▸ Tasks and exercises
a – Reproduce the passage of the appaloosa forum thread starting at "He was related" and ending at "smaller, quicker types.".
b – Answer these questions about the appaloosa forum thread, one per line:
(i) What height does bilboduke give for Toby?
(ii) Under what name was Bubbles registered with the British appaloosa Society?
(iii) Who is the grandsire of Toast's horse?
— START Document segment —
Hi . I have spirit of tobias! Have owned him a couple of years but will answer any questions if I can!


----------



## FMM (31 August 2012)

I remember Rodega Tobias - but that was about 20 years ago or so.

If I remember correctly, Rodega came from the name of Rod E Gale.  We had appaloosas and used to compete against him. He used to do well in the ridden classes and was a decent showjumper.

He was related to Sutters Showboat on one side and Bantac Kaliff on the other side - Sutters Showboard was a US horse and Bantac Kaliff I think was based in Scotland (certainly somewhere in the UK).   He was one of the bigger appaloosas rather than the smaller, quicker types.


----------



## bubbles2k8 (1 September 2012)

oh wow are you for real! would u be able to tell me some stuff about him, like his height, temperment and things youve found him to be good at ext? xx


----------



## bubbles2k8 (1 September 2012)

awe wow thank you so much for ur reply! that is certinally stuff i didnt know! and i am really raher interested in finding out as much as i can! so thank u again!


----------



## bilboduke (1 September 2012)

Toby is 15.2 wonderful temperament, laid back you would hardly know he was a stallion. Very intelligent. Not really done any ridden work with him yet he has always been used for stud by his previous owners. Have got more info and pics on my website will pm you the address! Would love to know about your boy, has he got a registered name or was he not registered? Are you riding him?


----------



## bilboduke (1 September 2012)

Sorry having trouble accessing pm with my phone, will send you website details at tea time on computer if I can't sort it before. Also your email not right as I tried to email you last night.


----------



## bubbles2k8 (1 September 2012)

My email adress is dakota_horse@live.com i also have the email adress ghost_ryders@hotmail.co.uk i use both one is my phtoography email and the other is my every day email  x


----------



## bubbles2k8 (1 September 2012)

Bubbles was registered with the British appaloosa Society as NorthSide Pakiel, how ever i am having this name changed as i dont like it lol im changing it to Tobias' Optical Illusion, and yes i backed him last year, as a 3 and a half year old and then he had 4 months to grow ext, he is just being brought back into work now, he has done a little bit of jumping and shows massive potiential, he is brave, careful and very scopey! xx


----------



## Toast (1 September 2012)

This is my boy, Rodega Tobias is his great grandsire, his grandsire is Fenjay Flyer:







He's clever, opinionated and grumpy, only has eyes for me and god forbid i try to do anything with my other horse!! 
However, i think he's great, he jumps like a stag, moves straight as a die and has lovely floaty paces. He is four, 15.1hh and has been backed a year.
Haven't done much with him just yet due to having a really rubbish year meaning i just haven't had time. But im hoping to get him going again by the end of this year.


----------



## bubbles2k8 (1 September 2012)
— END Document segment —
— START Extracted records —
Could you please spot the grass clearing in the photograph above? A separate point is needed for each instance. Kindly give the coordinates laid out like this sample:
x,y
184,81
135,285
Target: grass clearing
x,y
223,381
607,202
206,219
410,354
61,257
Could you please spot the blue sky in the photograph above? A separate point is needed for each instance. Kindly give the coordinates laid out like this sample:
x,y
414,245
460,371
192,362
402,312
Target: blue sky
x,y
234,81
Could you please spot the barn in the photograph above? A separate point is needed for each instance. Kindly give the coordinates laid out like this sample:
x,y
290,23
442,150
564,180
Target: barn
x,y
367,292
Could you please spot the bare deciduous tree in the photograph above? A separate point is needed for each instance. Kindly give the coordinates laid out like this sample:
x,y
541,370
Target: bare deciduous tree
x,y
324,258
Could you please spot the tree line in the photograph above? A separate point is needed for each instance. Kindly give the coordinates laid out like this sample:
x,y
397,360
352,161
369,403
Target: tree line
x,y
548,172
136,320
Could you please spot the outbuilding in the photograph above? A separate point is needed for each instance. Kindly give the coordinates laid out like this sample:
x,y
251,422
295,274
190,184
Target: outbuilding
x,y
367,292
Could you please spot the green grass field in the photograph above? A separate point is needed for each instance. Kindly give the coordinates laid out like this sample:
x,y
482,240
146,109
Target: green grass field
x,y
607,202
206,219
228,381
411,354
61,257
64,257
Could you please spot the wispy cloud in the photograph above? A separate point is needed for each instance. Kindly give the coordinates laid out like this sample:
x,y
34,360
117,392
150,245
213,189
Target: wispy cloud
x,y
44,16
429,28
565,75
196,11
— END Extracted records —
▸ Expected results
a –
He was related to Sutters Showboat on one side and Bantac Kaliff on the other side - Sutters Showboard was a US horse and Bantac Kaliff I think was based in Scotland (certainly somewhere in the UK).   He was one of the bigger appaloosas rather than the smaller, quicker types.

b –
(i) 15.2
(ii) NorthSide Pakiel
(iii) Fenjay Flyer